**How to complete this task**.
Wherever "mane" shows up in the records below, copy the whole line.

===== Available records

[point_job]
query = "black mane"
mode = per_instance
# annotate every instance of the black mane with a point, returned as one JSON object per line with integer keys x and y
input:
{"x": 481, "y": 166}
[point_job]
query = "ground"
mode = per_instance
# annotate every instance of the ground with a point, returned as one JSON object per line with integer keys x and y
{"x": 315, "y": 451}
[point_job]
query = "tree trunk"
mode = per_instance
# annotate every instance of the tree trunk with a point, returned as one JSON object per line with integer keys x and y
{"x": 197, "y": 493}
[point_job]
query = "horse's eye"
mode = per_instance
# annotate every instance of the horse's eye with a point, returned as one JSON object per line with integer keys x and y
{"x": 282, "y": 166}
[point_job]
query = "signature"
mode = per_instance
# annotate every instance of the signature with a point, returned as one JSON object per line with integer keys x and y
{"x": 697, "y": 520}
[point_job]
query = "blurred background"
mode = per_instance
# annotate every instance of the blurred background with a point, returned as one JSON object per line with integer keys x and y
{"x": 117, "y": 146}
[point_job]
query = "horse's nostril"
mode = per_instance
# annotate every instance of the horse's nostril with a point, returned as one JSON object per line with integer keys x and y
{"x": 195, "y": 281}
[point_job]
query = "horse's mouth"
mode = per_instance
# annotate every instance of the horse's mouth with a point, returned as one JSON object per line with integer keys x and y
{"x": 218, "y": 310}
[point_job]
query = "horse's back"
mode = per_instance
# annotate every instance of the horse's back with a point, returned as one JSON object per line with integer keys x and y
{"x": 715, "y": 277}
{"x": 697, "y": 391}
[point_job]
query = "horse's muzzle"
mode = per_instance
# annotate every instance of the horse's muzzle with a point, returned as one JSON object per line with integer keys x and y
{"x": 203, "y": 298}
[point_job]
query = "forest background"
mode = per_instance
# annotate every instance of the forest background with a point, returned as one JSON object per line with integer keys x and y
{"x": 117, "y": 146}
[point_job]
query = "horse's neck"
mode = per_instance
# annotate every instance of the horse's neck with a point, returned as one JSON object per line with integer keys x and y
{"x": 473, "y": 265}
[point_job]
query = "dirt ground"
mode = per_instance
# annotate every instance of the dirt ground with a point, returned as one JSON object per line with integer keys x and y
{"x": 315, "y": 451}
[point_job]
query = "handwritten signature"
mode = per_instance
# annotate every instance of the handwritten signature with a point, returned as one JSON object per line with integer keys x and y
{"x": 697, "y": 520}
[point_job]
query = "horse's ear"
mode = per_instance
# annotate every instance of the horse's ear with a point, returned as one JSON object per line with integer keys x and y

==========

**Answer section**.
query = "black mane"
# annotate every instance of the black mane with a point, returned as one JSON object per line with integer keys x and y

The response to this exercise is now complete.